* _What this exercise asks_:
1. From the fiber-free knife patent, copy the passage from "2. The cutting" to "size and shape." word for word.
2. Please answer these questions about the fiber-free knife patent:
(a) On what date was the application filed?
(b) Who is named as the primary examiner?
(c) According to claim 3, what is true of all the blades?
3. Pick up the fiber-free knife patent at the end of its last sentence and keep writing.

--- START OF Page ---

Back to EveryPatent.com
United States Patent |
5,069,100
|
Jackson
|
December 3, 1991
|
Fiber-free knife for hydraulic vegetable cutting system
Abstract
A fiber-free cutting device for use in hydraulic conveyance vegetable
cutting machines is disclosed. The cutting device utilizes cantilevered
knife baldes which are attached at one end to a base support around a
central open area such that the knife blades project at an angle away from
the base support into an area downstream from the central open area. The
cantilevered blades have a free end which overlaps the free end of an
opposed knife blade such that fibers which may usually obstruct a blade
are free to move along the blade to be discharged at the free end of the
blade. Opposed blades are aligned so that a vegetable entering the
fiber-free cutting device sees an apparent continuous cutting edge.
Inventors:
|
Jackson; Clifford (P.O. Box 646, Burley, ID 83318)
|
Appl. No.:
|
553964 |
Filed:
|
July 17, 1990 |
Current U.S. Class: |
83/857; 83/404.3; 83/858 |
Intern'l Class: |
B26D 001/03; B26D 007/20 |
Field of Search: |
83/402,404.3,857,858,932
|
References Cited
U.S. Patent Documents
2645262 | Jul., 1953 | Marasco | 83/857.
|
2647549 | Aug., 1953 | Koch | 83/857.
|
4766793 | Aug., 1988 | Fischer et al. | 83/402.
|
4911045 | Mar., 1990 | Mendenhall | 83/857.
|
Primary Examiner: Phan; Hien H.
Attorney, Agent or Firm: Trask, Britt & Rossa
Claims
What is claimed is:
1. A stationary cutting device for use in a hydraulic cutting machine for
cutting vegetables comprising: a peripheral blade support structure having
an open central area and a circumscribing member, said support structure
having cantilevered blades having a sharpened edge attached thereto which
project into the open central area, arranged in pairs of blades with each
blade of a pair of blades aligned and opposite to the other blade of said
pair, each blade attached at its proximal end to said support structure
and having a distal end which extends to at least about the geometric
center of said cutting device, the edge of each blade being sharpened so
that the cutting edge of each blade faces the opening of said support
structure, the distal tip of each blade cutting edge slightly overlapping
the distal knife tip of an opposed, aligned blade.
2. The cutting device of claim 1 wherein each blade is inclined at an angle
with reference to said blade support structure.
3. The cutting device of claim 2 wherein said blades are all substantially
the same size and shape.

--- END OF Page ---
--- START OF Data section ---

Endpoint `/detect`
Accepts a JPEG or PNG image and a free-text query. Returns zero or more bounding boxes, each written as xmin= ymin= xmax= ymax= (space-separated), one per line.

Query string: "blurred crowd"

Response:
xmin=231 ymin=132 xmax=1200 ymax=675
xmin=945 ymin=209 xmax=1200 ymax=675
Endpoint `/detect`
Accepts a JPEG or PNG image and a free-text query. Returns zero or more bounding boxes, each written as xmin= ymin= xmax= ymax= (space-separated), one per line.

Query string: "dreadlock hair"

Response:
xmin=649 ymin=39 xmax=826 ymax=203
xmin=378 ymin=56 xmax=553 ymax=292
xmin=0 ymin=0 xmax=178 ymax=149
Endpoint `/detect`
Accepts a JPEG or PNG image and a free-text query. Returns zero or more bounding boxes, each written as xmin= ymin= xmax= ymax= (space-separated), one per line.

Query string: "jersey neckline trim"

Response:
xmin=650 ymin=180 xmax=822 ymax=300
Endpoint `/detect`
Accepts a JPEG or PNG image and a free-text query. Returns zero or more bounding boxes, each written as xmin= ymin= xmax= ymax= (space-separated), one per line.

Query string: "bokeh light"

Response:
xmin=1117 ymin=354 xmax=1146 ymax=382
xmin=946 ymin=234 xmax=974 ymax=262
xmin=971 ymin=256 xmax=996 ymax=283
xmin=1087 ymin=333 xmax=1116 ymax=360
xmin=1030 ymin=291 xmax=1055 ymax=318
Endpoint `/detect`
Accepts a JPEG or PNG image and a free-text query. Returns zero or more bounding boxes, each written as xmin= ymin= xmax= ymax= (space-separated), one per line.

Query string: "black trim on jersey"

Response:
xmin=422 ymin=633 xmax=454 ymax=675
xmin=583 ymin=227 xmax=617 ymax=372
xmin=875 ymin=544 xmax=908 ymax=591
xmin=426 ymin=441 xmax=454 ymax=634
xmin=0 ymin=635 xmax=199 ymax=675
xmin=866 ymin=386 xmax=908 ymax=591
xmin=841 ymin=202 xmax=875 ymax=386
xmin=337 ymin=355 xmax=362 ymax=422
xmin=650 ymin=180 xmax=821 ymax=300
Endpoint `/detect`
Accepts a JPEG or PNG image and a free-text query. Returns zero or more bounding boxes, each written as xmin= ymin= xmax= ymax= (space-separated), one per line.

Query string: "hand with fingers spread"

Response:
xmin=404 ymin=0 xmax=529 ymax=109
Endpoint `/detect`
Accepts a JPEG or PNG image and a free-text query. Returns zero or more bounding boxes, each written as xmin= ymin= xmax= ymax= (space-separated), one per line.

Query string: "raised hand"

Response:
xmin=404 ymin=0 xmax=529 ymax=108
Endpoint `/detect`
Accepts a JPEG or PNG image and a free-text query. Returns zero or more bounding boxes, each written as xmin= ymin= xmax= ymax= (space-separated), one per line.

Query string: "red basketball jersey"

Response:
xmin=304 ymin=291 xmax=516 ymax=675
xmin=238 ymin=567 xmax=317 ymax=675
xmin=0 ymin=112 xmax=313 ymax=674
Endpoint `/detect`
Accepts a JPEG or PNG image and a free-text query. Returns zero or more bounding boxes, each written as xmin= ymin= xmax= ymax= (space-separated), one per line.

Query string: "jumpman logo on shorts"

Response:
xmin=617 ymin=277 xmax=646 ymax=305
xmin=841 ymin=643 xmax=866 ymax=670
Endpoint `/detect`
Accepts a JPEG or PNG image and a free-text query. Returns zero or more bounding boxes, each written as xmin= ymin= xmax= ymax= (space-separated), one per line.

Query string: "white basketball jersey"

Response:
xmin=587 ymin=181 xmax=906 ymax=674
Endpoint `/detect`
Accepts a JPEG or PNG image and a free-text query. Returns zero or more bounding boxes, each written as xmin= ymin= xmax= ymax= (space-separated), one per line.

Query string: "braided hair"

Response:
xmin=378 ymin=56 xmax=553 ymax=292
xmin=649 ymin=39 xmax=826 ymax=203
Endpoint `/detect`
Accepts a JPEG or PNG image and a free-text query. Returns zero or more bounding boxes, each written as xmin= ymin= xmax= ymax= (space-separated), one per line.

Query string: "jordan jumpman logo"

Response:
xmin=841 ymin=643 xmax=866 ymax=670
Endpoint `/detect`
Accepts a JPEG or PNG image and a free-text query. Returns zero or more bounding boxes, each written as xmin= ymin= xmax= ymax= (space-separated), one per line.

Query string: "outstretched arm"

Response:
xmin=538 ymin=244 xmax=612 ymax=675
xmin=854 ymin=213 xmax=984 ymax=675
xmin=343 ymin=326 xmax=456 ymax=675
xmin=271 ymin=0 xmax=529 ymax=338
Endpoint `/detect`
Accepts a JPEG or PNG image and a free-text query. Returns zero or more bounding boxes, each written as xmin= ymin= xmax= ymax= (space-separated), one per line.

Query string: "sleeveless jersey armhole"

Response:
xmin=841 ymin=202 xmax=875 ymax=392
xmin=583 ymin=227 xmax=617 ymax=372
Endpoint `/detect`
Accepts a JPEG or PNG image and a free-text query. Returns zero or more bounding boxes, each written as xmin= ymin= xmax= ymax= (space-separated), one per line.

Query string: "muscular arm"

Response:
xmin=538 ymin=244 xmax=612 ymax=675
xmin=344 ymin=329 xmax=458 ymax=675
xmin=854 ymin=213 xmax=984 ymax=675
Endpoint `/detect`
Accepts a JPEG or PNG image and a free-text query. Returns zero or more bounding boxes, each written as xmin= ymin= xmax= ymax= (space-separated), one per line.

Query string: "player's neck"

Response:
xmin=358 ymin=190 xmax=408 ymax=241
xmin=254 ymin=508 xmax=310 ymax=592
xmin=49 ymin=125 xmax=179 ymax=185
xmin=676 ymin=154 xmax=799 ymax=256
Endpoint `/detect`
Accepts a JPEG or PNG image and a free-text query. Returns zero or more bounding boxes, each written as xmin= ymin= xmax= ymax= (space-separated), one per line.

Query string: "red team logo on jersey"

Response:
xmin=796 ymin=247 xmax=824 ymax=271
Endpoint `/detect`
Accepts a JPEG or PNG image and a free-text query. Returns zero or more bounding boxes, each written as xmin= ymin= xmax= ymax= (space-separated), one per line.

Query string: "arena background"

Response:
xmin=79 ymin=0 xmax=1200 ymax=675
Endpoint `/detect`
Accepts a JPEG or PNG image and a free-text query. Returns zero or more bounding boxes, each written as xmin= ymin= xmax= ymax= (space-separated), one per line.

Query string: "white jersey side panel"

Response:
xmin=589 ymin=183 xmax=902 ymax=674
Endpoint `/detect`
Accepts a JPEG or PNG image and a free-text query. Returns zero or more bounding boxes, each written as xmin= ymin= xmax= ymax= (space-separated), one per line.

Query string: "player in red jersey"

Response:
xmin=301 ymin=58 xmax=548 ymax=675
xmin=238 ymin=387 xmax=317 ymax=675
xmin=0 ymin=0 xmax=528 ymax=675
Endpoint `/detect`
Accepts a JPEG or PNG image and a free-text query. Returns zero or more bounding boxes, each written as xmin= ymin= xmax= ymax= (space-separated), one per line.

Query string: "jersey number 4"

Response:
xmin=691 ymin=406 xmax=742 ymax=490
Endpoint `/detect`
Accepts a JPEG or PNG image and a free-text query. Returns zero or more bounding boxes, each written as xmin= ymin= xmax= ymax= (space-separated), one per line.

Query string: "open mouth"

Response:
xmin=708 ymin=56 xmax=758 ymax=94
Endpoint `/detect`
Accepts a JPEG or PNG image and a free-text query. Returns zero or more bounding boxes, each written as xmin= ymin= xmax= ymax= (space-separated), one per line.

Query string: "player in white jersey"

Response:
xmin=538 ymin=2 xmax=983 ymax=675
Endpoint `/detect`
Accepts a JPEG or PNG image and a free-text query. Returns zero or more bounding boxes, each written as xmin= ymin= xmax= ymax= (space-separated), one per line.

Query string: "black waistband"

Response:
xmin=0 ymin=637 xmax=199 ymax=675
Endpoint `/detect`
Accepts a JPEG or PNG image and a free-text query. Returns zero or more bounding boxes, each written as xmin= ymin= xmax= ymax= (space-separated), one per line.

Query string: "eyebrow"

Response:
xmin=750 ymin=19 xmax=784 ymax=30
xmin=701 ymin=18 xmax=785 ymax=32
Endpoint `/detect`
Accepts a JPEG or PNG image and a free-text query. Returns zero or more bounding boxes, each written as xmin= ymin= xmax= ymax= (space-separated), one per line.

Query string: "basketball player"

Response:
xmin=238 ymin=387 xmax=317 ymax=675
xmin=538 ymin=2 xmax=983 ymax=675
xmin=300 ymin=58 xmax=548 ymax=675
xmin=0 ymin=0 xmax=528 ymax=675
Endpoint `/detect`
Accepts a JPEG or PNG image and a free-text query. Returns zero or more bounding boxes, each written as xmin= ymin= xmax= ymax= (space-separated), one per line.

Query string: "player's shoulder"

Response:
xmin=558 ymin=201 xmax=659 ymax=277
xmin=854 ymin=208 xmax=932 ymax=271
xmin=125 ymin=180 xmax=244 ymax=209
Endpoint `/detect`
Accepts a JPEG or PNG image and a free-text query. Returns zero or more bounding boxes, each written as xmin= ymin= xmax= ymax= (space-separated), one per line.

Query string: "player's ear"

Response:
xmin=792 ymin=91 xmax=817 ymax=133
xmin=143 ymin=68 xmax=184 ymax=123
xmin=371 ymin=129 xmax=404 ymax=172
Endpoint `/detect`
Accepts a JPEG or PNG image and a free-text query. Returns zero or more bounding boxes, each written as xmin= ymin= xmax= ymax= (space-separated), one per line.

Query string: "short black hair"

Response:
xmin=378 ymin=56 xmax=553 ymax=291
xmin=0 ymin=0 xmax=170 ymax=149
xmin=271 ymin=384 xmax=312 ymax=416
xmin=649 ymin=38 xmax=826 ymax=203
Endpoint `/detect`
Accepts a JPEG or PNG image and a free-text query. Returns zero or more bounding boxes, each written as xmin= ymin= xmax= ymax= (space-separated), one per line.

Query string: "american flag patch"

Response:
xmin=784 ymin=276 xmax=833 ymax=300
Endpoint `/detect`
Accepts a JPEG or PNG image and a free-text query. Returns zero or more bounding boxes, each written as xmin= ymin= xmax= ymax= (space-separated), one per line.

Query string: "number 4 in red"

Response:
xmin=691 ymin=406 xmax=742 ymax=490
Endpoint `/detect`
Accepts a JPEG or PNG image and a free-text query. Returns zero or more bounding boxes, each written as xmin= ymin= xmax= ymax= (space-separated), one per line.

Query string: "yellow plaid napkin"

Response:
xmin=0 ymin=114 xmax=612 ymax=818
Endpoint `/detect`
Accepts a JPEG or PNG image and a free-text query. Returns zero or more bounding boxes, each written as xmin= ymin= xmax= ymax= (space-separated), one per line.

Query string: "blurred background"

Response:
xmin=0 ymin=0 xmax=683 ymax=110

--- END OF Data section ---

* _Final answers_:
1.
2. The cutting device of claim 1 wherein each blade is inclined at an angle
with reference to said blade support structure.
3. The cutting device of claim 2 wherein said blades are all substantially
the same size and shape.

2.
(a) July 17, 1990
(b) Hien H. Phan
(c) They are all substantially the same size and shape.

3.
4. The cutting device of claim 3 wherein blades of each pair of opposed,
aligned blades are set at slightly different angles to said base support
to enable the tip of said opposed, aligned blades to overlap.
5. The cutting device of claim 4 wherein at least two pairs of opposed,
aligned blades are attached to a circular metal ring, said blades being
equidistantly spaced around the interior of said ring.
6. The cutting device of claim 2 wherein the blade tip of each blade of an
opposed, aligned pair of blades is shaped to complement the shape of the
other blade tip to enable said tips to overlap.
7. The cutting device of claim 6 wherein the blades of one pair of opposed,
aligned blades are positioned at a different elevation than another pair
of opposed aligned blades.
8. The cutting device of claim 2 wherein the blade tip of each blade of an
opposed, aligned pair of blades is shaped to complement the shape of the
other blade tip to enable said tips to overlap.
9. The cutting device of claim 1 wherein said blades are positioned
radially around the periphery of said support structure.
10. The cutting device of claim 1 wherein said blades are set at an angle
of about 5.degree. to about 60.degree. with respect to a base support
member datum which is in a plane at an angle of about 90.degree. to the
central longitudinal axis of said cutting device.
11. The cutting device of claim 1 wherein said blades have generally
rectangular shape.
12. The cutting device of claim 1 wherein said blade support is a metal
ring.
Description
BACKGROUND OF INVENTION
1. Field
The instant invention relates to cutting devices which are used in
hydraulic vegetable cutting machines and particularly to cutting devices
which have thin knife blades which slice vegetables such as potatoes,
carrots, pickles, cucumbers and the like into thin, elongated slices.
2. The State of the Art
Hydraulic cutting systems are well known in the art and are exemplified in
the U.S. Pat. Nos. 3,109,468 and 3,116,772 to Lamb. Also other cutting
devices for similar hydraulic vegetable cutting systems are disclosed in
U.S. Pat. No. 4,372,184 to Fisher and U.S. Pat. No. 4,082,024 to Hodges.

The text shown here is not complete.